#### Input records
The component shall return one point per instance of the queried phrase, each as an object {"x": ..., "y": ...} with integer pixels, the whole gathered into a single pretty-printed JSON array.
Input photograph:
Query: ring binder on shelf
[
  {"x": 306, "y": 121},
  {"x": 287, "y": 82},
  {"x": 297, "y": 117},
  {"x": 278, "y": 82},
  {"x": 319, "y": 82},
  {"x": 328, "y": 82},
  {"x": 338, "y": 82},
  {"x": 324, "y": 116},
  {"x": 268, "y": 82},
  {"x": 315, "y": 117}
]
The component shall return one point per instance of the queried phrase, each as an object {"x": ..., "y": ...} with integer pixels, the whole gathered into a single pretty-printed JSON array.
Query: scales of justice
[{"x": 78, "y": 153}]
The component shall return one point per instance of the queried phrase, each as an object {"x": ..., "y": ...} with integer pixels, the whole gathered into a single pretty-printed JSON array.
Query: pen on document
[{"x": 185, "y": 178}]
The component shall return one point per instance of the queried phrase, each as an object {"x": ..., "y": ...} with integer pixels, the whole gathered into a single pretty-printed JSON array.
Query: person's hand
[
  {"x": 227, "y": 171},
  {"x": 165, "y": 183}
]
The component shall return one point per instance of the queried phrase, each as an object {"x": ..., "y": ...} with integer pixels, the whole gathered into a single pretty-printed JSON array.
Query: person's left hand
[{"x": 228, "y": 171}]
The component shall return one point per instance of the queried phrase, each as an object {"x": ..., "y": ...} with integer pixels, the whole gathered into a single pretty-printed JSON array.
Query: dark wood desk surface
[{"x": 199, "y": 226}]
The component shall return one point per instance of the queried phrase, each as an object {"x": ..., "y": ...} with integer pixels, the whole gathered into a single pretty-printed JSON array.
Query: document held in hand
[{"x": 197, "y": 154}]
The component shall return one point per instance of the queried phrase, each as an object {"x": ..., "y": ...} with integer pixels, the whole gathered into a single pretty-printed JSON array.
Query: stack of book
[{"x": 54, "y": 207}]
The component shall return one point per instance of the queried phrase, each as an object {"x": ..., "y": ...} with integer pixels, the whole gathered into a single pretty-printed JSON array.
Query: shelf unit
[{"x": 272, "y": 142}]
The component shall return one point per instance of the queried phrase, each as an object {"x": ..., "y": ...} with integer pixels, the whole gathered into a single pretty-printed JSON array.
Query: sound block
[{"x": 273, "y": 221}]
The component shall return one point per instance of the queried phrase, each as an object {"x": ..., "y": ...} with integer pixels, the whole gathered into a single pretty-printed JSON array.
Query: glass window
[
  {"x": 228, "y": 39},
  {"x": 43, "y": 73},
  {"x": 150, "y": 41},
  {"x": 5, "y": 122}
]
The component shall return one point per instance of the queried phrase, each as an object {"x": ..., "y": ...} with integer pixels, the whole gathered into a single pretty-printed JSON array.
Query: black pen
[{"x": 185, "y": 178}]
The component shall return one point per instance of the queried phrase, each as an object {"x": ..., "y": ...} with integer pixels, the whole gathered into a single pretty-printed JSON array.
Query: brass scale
########
Collect every line in the records that contains the word "hand". Upper and lower case must match.

**Response to this exercise**:
Query: person's hand
Query: person's left hand
Query: document held in hand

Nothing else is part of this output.